### What you have to do:
Print the lines exactly as they appear, from the line with "Every instance of the rocky" to the line with "pixel 173 146", with both of those lines included.

** START Dataset rows **

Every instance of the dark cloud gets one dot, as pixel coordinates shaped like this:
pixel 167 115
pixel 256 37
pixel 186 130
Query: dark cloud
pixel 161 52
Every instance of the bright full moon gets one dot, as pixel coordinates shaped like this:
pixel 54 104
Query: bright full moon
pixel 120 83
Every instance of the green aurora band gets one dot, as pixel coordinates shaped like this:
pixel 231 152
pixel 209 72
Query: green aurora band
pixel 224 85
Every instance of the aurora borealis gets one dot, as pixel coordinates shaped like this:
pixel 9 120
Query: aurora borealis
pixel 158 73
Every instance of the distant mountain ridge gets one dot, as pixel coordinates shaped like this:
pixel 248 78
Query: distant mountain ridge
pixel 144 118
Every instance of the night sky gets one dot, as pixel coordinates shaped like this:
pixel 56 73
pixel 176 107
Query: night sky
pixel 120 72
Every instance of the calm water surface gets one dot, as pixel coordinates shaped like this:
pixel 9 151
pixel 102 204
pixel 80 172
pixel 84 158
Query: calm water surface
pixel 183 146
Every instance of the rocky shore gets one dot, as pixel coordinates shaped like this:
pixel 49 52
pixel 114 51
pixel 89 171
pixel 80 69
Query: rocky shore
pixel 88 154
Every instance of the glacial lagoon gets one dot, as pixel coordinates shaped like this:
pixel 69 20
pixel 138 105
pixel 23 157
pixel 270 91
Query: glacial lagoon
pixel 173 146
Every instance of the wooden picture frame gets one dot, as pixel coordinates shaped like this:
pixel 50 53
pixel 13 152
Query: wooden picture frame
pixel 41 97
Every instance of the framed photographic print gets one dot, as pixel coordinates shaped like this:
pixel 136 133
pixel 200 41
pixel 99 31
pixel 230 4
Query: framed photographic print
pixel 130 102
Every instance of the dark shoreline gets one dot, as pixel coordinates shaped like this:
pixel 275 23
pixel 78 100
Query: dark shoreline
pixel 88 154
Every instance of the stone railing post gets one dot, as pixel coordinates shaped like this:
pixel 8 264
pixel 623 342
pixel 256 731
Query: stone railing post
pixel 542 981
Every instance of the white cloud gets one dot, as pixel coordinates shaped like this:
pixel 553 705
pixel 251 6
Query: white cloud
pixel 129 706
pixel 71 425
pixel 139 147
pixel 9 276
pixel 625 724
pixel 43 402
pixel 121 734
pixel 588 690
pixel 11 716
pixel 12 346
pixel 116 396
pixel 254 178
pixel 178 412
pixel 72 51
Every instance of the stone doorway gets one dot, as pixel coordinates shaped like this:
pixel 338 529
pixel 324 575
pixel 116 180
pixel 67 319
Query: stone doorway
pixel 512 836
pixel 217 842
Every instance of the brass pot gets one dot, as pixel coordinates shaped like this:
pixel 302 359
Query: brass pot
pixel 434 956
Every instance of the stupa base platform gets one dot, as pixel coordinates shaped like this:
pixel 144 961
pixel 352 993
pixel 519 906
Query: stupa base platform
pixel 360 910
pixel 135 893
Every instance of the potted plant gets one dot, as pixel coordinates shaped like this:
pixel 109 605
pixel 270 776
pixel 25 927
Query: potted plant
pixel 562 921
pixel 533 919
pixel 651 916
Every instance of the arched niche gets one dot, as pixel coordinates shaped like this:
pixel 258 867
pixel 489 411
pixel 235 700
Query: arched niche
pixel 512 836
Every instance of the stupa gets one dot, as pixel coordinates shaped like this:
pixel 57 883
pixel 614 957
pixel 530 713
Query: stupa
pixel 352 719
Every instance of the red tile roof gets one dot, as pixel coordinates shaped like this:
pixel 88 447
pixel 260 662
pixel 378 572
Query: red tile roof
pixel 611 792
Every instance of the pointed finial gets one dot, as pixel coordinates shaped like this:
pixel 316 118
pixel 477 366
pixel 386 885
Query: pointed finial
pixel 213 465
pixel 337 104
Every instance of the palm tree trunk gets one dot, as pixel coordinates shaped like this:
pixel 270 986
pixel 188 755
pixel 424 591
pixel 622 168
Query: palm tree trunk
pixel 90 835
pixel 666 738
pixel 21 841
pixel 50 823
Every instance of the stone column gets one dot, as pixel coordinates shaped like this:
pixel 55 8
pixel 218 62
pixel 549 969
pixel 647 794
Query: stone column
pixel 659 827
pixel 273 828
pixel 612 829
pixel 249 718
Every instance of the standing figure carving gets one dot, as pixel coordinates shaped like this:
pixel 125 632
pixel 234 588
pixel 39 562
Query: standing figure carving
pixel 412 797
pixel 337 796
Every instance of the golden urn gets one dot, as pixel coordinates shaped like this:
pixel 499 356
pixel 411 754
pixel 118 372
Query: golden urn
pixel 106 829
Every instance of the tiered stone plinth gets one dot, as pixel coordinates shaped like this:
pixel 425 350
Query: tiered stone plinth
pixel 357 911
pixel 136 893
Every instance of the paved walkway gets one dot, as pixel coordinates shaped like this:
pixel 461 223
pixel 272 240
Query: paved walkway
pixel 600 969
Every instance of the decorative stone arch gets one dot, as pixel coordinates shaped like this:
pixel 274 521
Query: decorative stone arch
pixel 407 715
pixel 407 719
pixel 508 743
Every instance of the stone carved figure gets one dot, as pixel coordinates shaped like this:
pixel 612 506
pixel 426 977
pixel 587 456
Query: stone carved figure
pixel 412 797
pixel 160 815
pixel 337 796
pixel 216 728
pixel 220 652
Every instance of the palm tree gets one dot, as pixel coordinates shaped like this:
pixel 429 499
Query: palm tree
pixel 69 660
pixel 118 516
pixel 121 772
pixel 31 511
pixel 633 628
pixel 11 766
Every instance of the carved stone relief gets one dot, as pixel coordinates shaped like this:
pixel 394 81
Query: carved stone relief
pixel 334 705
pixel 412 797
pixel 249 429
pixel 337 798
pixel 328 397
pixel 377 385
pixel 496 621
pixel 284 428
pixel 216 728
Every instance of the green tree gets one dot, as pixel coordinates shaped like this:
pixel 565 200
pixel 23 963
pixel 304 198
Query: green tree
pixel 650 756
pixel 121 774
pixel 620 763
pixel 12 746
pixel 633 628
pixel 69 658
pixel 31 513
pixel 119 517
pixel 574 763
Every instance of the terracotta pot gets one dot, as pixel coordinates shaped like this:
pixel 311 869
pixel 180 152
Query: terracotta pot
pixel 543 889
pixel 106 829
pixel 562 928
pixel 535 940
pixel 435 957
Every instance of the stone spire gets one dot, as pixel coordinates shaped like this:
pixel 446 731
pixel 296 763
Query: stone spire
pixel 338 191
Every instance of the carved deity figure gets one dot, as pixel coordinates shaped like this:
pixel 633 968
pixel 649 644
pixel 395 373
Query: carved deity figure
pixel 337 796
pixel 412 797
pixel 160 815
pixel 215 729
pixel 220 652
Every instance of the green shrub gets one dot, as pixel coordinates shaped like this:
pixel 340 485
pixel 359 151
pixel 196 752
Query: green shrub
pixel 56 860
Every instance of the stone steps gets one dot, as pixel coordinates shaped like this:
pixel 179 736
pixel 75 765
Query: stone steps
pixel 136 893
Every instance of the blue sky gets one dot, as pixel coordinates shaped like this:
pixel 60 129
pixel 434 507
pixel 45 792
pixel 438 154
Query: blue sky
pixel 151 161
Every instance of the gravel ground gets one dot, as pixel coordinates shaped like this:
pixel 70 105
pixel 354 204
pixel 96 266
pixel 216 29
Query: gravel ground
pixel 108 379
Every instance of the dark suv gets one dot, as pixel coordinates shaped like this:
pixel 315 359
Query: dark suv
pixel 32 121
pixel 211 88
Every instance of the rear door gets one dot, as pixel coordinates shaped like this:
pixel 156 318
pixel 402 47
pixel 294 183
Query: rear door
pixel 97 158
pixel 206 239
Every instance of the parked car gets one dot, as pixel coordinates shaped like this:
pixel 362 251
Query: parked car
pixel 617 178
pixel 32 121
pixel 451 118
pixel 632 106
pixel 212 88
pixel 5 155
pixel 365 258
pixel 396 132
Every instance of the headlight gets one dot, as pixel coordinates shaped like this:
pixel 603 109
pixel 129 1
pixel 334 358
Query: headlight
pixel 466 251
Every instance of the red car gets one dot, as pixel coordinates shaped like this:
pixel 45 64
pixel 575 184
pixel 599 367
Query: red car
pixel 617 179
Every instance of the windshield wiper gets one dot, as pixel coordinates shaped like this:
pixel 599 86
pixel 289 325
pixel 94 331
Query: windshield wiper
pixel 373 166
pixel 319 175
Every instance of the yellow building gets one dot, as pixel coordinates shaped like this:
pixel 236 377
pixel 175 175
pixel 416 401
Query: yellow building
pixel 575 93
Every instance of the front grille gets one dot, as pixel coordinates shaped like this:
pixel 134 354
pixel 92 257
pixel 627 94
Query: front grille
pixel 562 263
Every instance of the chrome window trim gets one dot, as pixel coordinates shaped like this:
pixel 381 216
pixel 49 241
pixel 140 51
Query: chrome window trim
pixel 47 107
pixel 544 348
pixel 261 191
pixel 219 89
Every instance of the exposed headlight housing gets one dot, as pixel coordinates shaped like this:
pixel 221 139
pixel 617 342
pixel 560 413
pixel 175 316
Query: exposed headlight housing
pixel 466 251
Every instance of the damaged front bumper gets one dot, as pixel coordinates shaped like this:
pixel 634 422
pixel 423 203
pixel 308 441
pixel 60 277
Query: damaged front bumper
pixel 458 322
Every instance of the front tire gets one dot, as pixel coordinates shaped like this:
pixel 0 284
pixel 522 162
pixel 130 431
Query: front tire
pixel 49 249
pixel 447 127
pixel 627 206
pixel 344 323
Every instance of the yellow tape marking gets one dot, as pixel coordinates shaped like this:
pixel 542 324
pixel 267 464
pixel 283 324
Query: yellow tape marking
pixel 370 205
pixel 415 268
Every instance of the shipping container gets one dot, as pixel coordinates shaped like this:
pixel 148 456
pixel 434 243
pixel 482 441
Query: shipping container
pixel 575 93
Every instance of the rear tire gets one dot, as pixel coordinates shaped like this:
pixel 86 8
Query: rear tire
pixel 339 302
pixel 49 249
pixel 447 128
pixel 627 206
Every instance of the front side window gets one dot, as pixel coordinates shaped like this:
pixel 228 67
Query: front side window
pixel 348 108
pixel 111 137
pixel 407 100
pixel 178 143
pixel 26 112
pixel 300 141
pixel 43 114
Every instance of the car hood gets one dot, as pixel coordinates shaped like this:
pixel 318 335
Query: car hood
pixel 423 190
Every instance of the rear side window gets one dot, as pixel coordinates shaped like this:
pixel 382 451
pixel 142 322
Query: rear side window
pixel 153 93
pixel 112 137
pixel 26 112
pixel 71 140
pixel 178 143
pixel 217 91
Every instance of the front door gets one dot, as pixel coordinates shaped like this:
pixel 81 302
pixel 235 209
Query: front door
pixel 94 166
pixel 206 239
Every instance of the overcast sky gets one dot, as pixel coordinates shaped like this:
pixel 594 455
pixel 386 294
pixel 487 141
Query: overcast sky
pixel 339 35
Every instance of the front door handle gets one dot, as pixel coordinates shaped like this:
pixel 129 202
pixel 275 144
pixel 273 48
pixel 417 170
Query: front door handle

** END Dataset rows **

### Result for this exercise:
Every instance of the rocky shore gets one dot, as pixel coordinates shaped like this:
pixel 49 52
pixel 114 51
pixel 89 171
pixel 80 69
Query: rocky shore
pixel 88 154
Every instance of the glacial lagoon gets one dot, as pixel coordinates shaped like this:
pixel 69 20
pixel 138 105
pixel 23 157
pixel 270 91
Query: glacial lagoon
pixel 173 146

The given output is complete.